▶ **Stated task**:
Find "[spot] the goat" in the data below; transcribe the line it appears on and each line after it, exactly, to the end, and nothing else.

Dataset rows on where objects appear:
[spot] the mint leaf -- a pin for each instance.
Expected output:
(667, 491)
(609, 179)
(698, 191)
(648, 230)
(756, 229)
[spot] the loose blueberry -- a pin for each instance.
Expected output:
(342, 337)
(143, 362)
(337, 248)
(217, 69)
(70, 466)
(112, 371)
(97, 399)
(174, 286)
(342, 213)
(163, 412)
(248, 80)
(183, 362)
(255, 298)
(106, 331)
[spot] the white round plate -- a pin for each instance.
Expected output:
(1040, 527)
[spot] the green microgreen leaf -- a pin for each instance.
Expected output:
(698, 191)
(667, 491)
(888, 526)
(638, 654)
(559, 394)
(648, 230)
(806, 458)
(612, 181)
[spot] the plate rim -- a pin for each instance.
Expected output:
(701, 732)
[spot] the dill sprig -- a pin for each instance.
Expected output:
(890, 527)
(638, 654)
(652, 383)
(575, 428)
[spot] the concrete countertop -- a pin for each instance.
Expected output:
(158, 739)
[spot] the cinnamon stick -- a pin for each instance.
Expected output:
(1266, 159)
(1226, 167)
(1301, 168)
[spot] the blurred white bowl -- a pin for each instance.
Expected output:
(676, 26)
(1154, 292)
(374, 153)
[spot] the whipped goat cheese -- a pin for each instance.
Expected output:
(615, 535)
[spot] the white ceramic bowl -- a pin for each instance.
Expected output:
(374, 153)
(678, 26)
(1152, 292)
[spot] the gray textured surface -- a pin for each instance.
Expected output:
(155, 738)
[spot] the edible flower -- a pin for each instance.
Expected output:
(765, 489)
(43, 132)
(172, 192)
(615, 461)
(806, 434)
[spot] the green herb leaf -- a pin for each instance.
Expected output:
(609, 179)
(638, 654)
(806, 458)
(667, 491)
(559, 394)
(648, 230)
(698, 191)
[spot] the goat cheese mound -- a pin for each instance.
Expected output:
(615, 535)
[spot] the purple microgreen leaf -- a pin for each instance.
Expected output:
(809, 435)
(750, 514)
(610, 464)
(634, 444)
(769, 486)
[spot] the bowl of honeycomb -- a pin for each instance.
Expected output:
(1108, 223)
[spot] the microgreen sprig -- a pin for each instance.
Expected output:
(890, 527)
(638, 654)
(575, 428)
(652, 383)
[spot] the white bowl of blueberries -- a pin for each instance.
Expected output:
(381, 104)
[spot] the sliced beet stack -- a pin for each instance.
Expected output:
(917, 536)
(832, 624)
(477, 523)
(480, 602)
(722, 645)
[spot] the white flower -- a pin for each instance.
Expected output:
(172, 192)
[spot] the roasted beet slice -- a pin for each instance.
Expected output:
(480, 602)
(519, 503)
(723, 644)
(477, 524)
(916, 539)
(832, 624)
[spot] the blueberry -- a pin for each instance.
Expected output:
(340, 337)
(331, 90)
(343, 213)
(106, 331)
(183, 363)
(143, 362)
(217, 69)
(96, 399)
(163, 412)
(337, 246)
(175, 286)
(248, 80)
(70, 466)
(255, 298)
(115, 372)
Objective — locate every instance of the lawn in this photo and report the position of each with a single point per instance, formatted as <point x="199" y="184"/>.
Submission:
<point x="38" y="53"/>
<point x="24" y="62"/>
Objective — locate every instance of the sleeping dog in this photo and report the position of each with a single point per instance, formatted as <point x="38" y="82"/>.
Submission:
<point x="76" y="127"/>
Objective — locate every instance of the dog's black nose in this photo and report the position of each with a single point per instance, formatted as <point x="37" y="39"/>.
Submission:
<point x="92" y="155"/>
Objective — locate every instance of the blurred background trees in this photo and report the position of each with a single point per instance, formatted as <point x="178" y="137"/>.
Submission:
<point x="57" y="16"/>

▶ **Output for this task**:
[spot] the goat cheese mound -- a pin for each instance.
Expected output:
(615, 535)
[spot] the purple microgreen leaf -- a pin for each instance.
Expected output:
(809, 435)
(750, 514)
(610, 464)
(634, 444)
(769, 486)
[spot] the bowl of honeycomb -- a pin for each instance.
Expected output:
(1108, 223)
[spot] the microgreen sprig -- a pin for each instance.
Expected output:
(890, 527)
(638, 654)
(575, 428)
(652, 383)
[spot] the white bowl of blueberries -- a pin for each instance.
Expected output:
(381, 104)
[spot] the sliced beet stack -- a pin for each instance.
Expected output:
(917, 536)
(832, 624)
(477, 523)
(480, 602)
(722, 645)
[spot] the white flower -- a pin for each instance.
Expected output:
(172, 192)
[spot] the roasted beet slice -- a pin for each instance.
Expected output:
(480, 602)
(519, 503)
(723, 644)
(477, 524)
(916, 539)
(832, 624)
[spot] the blueberry -- a pin for each instance.
Expected output:
(340, 337)
(331, 90)
(343, 213)
(106, 331)
(183, 363)
(143, 362)
(217, 69)
(96, 399)
(163, 412)
(337, 246)
(175, 286)
(248, 80)
(70, 466)
(255, 298)
(115, 372)
Objective — locate every instance of the lawn in this photo and report the position of each with a single point per instance, formatted as <point x="199" y="184"/>.
Submission:
<point x="38" y="53"/>
<point x="24" y="62"/>
Objective — locate every instance of the sleeping dog in this photo and report the position of each with a single point per instance, formatted as <point x="38" y="82"/>.
Submission:
<point x="76" y="127"/>
Objective — locate every instance of the dog's black nose in this photo and report the position of each with a single point per instance, formatted as <point x="37" y="39"/>.
Submission:
<point x="92" y="155"/>
Objective — locate every instance of the blurred background trees in this photo and report the position of each with a single point per instance, formatted as <point x="178" y="137"/>.
Submission:
<point x="57" y="16"/>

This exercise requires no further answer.